(Beginning of The data)
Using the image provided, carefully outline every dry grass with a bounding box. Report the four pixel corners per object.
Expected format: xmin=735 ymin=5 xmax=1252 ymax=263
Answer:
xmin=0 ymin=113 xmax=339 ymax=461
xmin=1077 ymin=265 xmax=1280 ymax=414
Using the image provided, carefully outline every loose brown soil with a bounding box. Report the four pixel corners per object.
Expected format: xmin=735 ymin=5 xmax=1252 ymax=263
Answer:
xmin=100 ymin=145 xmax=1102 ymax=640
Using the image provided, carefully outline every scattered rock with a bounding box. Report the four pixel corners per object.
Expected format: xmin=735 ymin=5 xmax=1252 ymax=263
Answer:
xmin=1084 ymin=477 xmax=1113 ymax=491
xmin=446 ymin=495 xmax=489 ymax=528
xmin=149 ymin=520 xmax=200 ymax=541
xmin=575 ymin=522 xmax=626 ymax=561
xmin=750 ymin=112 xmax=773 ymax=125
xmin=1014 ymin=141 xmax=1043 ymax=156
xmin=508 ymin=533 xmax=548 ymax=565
(End of The data)
Copy every record exactly, with nothing added or dropped.

Using the image provided, carefully outline every dry grass with a bounding box. Report the four pixel corners per object.
Expected format: xmin=735 ymin=5 xmax=1252 ymax=263
Answer:
xmin=0 ymin=113 xmax=339 ymax=461
xmin=1077 ymin=265 xmax=1280 ymax=414
Using the image provided, carefully outline every loose brown soil with a bounding box. Report the four pixel corners per object.
Expected format: xmin=735 ymin=5 xmax=1252 ymax=263
Answer:
xmin=100 ymin=145 xmax=1102 ymax=640
Using the image provided, carefully outline every scattered rock with a bounding box. Report the four pixel corners per object.
Expected format: xmin=735 ymin=5 xmax=1252 ymax=263
Answer:
xmin=1084 ymin=477 xmax=1113 ymax=491
xmin=446 ymin=495 xmax=489 ymax=528
xmin=149 ymin=520 xmax=200 ymax=541
xmin=575 ymin=522 xmax=626 ymax=561
xmin=750 ymin=112 xmax=773 ymax=125
xmin=1014 ymin=141 xmax=1043 ymax=156
xmin=508 ymin=533 xmax=548 ymax=565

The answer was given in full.